Supplied text ::
☆ ☆ ☆ ☆ ☆

Dylan fell ill at the end of this tour and had more or less decided in his own mind to quit performing, but as he told a reporter in 1966, this changed when he wrote “Like a Rolling Stone”,

because I wrote that after I quit. I’d literally quit singing and playing, and I found myself writing this song, this story, this long piece of vomit twenty pages long and out of it I took “Like a Rolling Stone” and made it as a single. And I’d never written anything like that before and it suddenly came to me that that was what I should do.

So by the time of the Newport Festival in July 1965 his recording of “Like a Rolling Stone” with an electric band had been released and was receiving extensive radio airplay. At the same time an electric version of “Mr Tambourine Man” by The Byrds was at number one in the charts. The previous March he had also released his half-acoustic, half-electric album Bringing It All Back Home, as well as two singles with a band. Therefore the fact that Dylan was “going electric” should not have been a surprise to the audience at Newport. Dylan always played his new songs there so it made sense that he would want to perform some of his latest material with a band.

The actual session played at Newport in 1965 is the stuff of legend (and numerous books). Some have said that Dylan coming out to play with his hastily put together electric group was the moment that ended the folk revival. The Newport Folk Festival was really Pete Seeger’s baby and he was the man who signified folk music for the American public. The story goes that when Dylan blasted out his electric version of “Maggie’s Farm”, Seeger desperately called for the volume to be turned down and said he was going to get an axe to cut the cables and had to be restrained. Years later Seeger’s own version of events was that he asked the soundman to lower the volume but he refused and that Seeger then said: “Damn, if I had an axe I’d cut the cable right now.” Whatever the truth, the image of an axe has long hung over this story. At the end of Dylan’s brief twenty-minute set the crowd were both booing and cheering: as one writer described it he had “electrified one half of the audience and electrocuted the other”. Peter Yarrow of the group Peter, Paul and Mary, who was the MC for the evening, attempted to placate the crowd and he can be seen in Murray Lerner’s documentary on Newport, The Other Side of the Mirror, desperately trying to persuade him to play some more songs (on an acoustic guitar). As urgent discussions took place offstage, Yarrow stalled by telling the audience that Dylan “has gone to get his axe”, a common musicians’ term for a guitar. Dylan duly reappeared with an acoustic guitar and played two more songs, “It’s All Over Now, Baby Blue” and “Mr Tambourine Man, and as the audience were cheering what they thought was the return of the Dylan they knew and loved, he was probably thinking to himself “Listen to the lyrics, folks.” The reality was that Dylan had taken his axe to the supporting cables of the old folk edifice.

☆ ☆ ☆ ☆ ☆

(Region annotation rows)
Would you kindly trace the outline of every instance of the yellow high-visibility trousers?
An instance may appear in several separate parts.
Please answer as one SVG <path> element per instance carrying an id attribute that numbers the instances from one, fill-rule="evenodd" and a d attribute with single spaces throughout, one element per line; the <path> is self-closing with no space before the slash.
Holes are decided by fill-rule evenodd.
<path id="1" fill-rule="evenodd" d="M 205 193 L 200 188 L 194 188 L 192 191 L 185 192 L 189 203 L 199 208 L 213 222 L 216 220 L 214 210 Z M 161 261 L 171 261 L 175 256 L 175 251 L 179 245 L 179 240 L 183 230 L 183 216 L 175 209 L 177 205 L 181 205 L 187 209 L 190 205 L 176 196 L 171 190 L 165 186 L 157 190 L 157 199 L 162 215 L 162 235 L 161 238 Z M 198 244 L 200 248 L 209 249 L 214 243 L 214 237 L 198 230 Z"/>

☆ ☆ ☆ ☆ ☆

Tasks for this exercise ::
A. Please give the rows again from the first one through the line containing "Holes are decided by fill-rule evenodd.", inclusive, swapping "outline" for "contour" and keeping everything else the same.
B. Write the next part of the text on Dylan going electric at Newport in 1965, picking up after its last sentence.

Solved tasks ::
A.
Would you kindly trace the contour of every instance of the yellow high-visibility trousers?
An instance may appear in several separate parts.
Please answer as one SVG <path> element per instance carrying an id attribute that numbers the instances from one, fill-rule="evenodd" and a d attribute with single spaces throughout, one element per line; the <path> is self-closing with no space before the slash.
Holes are decided by fill-rule evenodd.

B.
Having thrown down the gauntlet to the folk community, Dylan was now determined to pursue this musical direction and embarked on a series of concerts with electric bands, including an epic “world” tour, and also recorded two of the most influential albums in rock music. In the process he nearly destroyed himself both physically and emotionally, but musically it was an artistic triumph. Almost exactly a year later the crazy adventure came to a dramatic end as Dylan was injured in a motorbike accident and temporarily disappeared from the music scene.

This extraordinary period in modern music history is charted in gripping detail in Clinton Heylin’s new book Judas! From Forest Hills to the Free Trade Hall, which focuses particularly on the gruelling series of live performances of Dylan and his band (then called the Hawks but later to be very successful in their own right as The Band) as they travelled from the US mainland to Hawaii and onwards to Australia and then to Europe, playing forty-four concerts in ten different countries in four months. Heylin is the perfect author for such a book as he is one of the leading commentators on all things Dylan, having written a critically acclaimed biography, Behind the Shades; a major reference work on his recordings, Bob Dylan: The Complete Recordings Sessions; two books on Dylan’s songs, and more. It is, of course, no coincidence that this book has come out at the same time as a thirty-six-CD box-set of all the available live recordings of the 1966 tour, as Heylin has also written the booklet that comes with these albums. His knowledge of the recordings adds another dimension to the book as, having listened to them all in detail, he cross-references his analysis of the tour with the actual events at each concert. It is one thing to read about the booing, slow handclapping and catcalling that went with Dylan’s concerts but quite another to actually hear the commotion in real time.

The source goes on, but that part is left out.